**Exercise details**
Present every line of the records below as a Markdown table with the columns "Row" (a running number) and "Line" (the line itself). Skip blank lines and leave the pictures out.
>> BEGIN
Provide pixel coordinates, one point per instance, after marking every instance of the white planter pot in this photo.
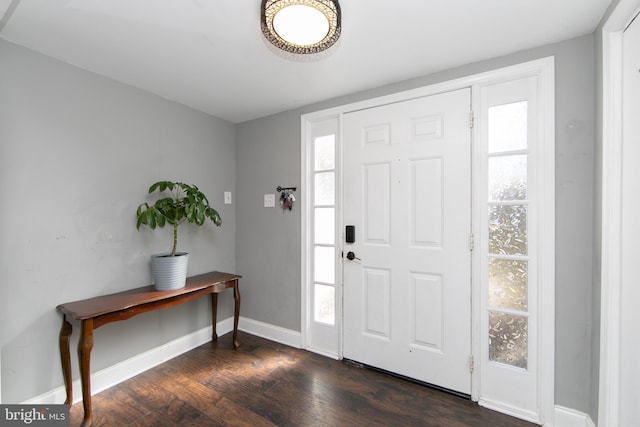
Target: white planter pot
(169, 272)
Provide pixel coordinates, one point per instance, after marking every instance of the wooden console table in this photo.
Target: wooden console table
(95, 312)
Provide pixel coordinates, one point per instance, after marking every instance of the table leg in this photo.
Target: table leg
(236, 314)
(214, 315)
(84, 357)
(65, 358)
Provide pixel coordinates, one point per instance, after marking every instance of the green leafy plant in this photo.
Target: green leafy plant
(184, 203)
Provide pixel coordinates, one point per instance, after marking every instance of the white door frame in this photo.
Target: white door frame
(612, 181)
(545, 69)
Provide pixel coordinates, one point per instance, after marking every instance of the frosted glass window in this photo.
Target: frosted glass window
(324, 154)
(324, 266)
(508, 127)
(508, 229)
(508, 284)
(325, 188)
(324, 225)
(508, 335)
(508, 178)
(324, 304)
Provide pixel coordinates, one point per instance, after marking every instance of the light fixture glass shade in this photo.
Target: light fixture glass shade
(301, 26)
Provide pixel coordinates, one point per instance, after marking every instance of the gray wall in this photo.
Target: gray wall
(77, 154)
(268, 154)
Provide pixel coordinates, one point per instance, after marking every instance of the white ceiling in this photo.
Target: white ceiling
(211, 55)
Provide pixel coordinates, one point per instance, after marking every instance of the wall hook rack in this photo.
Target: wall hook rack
(287, 198)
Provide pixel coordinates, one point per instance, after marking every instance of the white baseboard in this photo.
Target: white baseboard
(108, 377)
(271, 332)
(122, 371)
(567, 417)
(509, 410)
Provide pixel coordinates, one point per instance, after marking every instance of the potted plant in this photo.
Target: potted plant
(181, 203)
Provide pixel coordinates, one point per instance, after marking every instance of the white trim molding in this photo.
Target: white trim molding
(609, 391)
(544, 69)
(567, 417)
(122, 371)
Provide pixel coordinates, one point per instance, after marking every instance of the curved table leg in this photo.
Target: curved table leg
(214, 316)
(236, 314)
(84, 357)
(65, 358)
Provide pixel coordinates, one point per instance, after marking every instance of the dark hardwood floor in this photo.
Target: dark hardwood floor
(269, 384)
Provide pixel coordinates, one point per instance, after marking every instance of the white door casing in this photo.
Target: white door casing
(615, 184)
(543, 70)
(407, 190)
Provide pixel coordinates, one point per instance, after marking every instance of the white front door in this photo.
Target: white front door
(407, 192)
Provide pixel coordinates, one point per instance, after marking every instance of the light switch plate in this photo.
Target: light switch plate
(269, 200)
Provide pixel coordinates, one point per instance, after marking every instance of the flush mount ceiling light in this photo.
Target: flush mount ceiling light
(301, 26)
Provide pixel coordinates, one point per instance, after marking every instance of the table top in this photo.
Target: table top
(104, 304)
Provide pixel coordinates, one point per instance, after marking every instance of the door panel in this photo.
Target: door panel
(407, 170)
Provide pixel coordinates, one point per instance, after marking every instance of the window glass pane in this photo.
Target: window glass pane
(508, 178)
(508, 339)
(508, 230)
(324, 304)
(508, 284)
(324, 266)
(508, 127)
(325, 188)
(324, 221)
(324, 157)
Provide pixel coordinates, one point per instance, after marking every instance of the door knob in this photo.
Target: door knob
(351, 256)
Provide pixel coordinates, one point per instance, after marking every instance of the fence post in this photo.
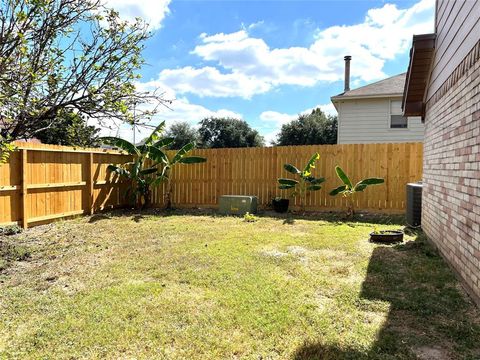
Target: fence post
(90, 182)
(24, 194)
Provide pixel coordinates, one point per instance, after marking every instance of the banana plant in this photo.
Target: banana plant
(305, 183)
(150, 165)
(348, 190)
>> END
**Task result**
| Row | Line |
|---|---|
| 1 | Provide pixel coordinates, one point per instance, after marking every instance of the white planter pot in this photo. |
| 2 | Target: white planter pot |
| 3 | (169, 272) |
| 4 | Provide pixel coordinates, one point per instance, after marking every instance of the wooden console table in this photo. |
| 5 | Target: wooden console table |
| 6 | (95, 312) |
| 7 | Provide pixel coordinates, one point per instance, after marking every instance of the table leg in this photo. |
| 8 | Target: table leg |
| 9 | (236, 314) |
| 10 | (214, 315) |
| 11 | (84, 357) |
| 12 | (65, 358) |
| 13 | Provide pixel coordinates, one point per instance, after marking every instance of the green leafy plant in this photo. |
| 14 | Target: green leafy plant |
| 15 | (184, 203) |
| 16 | Provide pixel coordinates, one point per instance, after marking every instance of the white door frame in this photo. |
| 17 | Target: white door frame |
| 18 | (612, 181) |
| 19 | (545, 69) |
| 20 | Provide pixel coordinates, one point per instance, after marking every instance of the frosted glass window in this photo. |
| 21 | Target: frosted glass window |
| 22 | (324, 154) |
| 23 | (324, 266) |
| 24 | (508, 127) |
| 25 | (508, 229) |
| 26 | (508, 284) |
| 27 | (325, 188) |
| 28 | (324, 225) |
| 29 | (508, 335) |
| 30 | (508, 178) |
| 31 | (324, 304) |
| 32 | Provide pixel coordinates, one point per instance, after marking every instance of the light fixture glass shade in this photo. |
| 33 | Target: light fixture glass shade |
| 34 | (301, 26) |
| 35 | Provide pixel coordinates, one point per instance, after marking every instance of the gray wall in this photo. |
| 36 | Target: gray wall |
| 37 | (77, 154) |
| 38 | (268, 154) |
| 39 | Provide pixel coordinates, one point per instance, after marking every instance of the white ceiling in this photo. |
| 40 | Target: white ceiling |
| 41 | (211, 55) |
| 42 | Provide pixel coordinates, one point per instance, after marking every instance of the wall hook rack in this photo. |
| 43 | Target: wall hook rack |
| 44 | (287, 198) |
| 45 | Provide pixel coordinates, one point per instance, after marking every instance of the white baseboard in this photo. |
| 46 | Target: white baseboard |
| 47 | (108, 377) |
| 48 | (271, 332) |
| 49 | (122, 371) |
| 50 | (567, 417) |
| 51 | (509, 410) |
| 52 | Provide pixel coordinates, one point per instance, after marking every instance of the potted plant in this photo. |
| 53 | Target: potted plant |
| 54 | (181, 203) |
| 55 | Provide pixel coordinates, one point per instance, after marking every instance of the white trim molding in this photo. |
| 56 | Target: white trim molding |
| 57 | (609, 391) |
| 58 | (544, 69) |
| 59 | (567, 417) |
| 60 | (122, 371) |
| 61 | Provide pixel coordinates, one point per instance, after marking every instance of the curved table leg in this photo. |
| 62 | Target: curved table leg |
| 63 | (214, 316) |
| 64 | (236, 314) |
| 65 | (84, 357) |
| 66 | (65, 358) |
| 67 | Provide pixel coordinates, one point per instance, after marking every instance of the dark hardwood floor in this photo. |
| 68 | Target: dark hardwood floor |
| 69 | (269, 384) |
| 70 | Provide pixel coordinates, one point per instance, after marking every instance of the white door casing in this photo. |
| 71 | Target: white door casing |
| 72 | (615, 184) |
| 73 | (543, 70) |
| 74 | (407, 190) |
| 75 | Provide pixel coordinates, one point per instance, after marking every instance of the white front door in this photo. |
| 76 | Target: white front door |
| 77 | (407, 192) |
| 78 | Provide pixel coordinates, one point per instance, after marking every instance of the light switch plate in this photo. |
| 79 | Target: light switch plate |
| 80 | (269, 200) |
| 81 | Provide pixel coordinates, one point per instance, after marking every instance of the flush mount ceiling light in this photo. |
| 82 | Target: flush mount ceiling light |
| 83 | (301, 26) |
| 84 | Provide pixel coordinates, one point per instance, after marking every instance of the table top in this photo. |
| 85 | Target: table top |
| 86 | (104, 304) |
| 87 | Provide pixel coordinates, one point per instance, after marking every instance of the door panel in this photo. |
| 88 | Target: door panel |
| 89 | (407, 170) |
| 90 | Provide pixel coordinates, one point per instance, after marking every instance of the window glass pane in this photo. |
| 91 | Target: window glass pane |
| 92 | (508, 178) |
| 93 | (508, 339) |
| 94 | (508, 230) |
| 95 | (324, 304) |
| 96 | (508, 284) |
| 97 | (324, 266) |
| 98 | (508, 127) |
| 99 | (325, 188) |
| 100 | (324, 221) |
| 101 | (324, 157) |
| 102 | Provide pixel coordinates, one point per instance, after marking every instance of the door knob in this photo. |
| 103 | Target: door knob |
| 104 | (351, 256) |
| 105 | Provide pixel coordinates, one point per instance, after marking every instance of the fence post in this photo. |
| 106 | Target: fence post |
| 107 | (90, 182) |
| 108 | (24, 194) |
| 109 | Provide pixel coordinates, one point per instance, after marking every instance of the banana plant in this photo. |
| 110 | Target: banana plant |
| 111 | (305, 183) |
| 112 | (150, 165) |
| 113 | (348, 190) |